--- Problem statement ---
Out of the entries that follow, copy each line containing "metal".

Stored data entries:
——

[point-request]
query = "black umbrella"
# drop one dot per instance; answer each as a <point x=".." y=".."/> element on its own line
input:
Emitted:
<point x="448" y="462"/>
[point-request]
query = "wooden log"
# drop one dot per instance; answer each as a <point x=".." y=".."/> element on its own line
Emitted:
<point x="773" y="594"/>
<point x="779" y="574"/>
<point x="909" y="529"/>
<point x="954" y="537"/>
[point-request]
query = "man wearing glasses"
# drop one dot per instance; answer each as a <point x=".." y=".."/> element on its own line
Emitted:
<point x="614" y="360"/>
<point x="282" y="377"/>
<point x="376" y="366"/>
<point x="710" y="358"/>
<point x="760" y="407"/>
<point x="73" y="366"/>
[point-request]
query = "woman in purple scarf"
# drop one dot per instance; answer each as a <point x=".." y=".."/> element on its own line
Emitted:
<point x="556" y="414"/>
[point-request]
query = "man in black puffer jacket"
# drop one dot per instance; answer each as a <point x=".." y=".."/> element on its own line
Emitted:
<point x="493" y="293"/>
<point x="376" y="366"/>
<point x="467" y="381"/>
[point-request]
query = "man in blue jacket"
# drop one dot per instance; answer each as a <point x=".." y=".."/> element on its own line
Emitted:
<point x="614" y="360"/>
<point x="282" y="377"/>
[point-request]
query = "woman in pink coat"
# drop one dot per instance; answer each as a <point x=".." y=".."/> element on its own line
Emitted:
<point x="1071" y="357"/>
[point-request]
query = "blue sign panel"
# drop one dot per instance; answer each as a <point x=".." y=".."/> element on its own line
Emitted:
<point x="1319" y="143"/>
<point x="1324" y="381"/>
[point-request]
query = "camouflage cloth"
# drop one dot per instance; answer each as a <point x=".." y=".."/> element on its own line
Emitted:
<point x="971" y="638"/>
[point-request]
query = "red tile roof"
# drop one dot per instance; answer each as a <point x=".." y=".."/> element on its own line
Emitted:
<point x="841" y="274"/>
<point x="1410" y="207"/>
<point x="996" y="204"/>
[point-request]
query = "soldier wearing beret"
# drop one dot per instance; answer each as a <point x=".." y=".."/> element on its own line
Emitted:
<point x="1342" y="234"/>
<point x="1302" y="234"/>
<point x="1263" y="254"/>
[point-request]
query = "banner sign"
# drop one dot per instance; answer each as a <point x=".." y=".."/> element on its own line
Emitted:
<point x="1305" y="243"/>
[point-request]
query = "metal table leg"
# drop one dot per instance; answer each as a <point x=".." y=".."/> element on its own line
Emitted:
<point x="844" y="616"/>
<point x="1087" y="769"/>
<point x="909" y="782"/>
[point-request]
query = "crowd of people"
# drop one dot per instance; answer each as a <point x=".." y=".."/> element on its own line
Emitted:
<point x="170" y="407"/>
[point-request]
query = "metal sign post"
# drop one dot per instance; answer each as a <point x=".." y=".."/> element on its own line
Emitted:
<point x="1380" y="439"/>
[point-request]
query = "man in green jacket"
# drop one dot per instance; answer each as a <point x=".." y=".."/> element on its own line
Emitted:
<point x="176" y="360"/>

——

--- Answer section ---
query = "metal table leg"
query = "metal sign post"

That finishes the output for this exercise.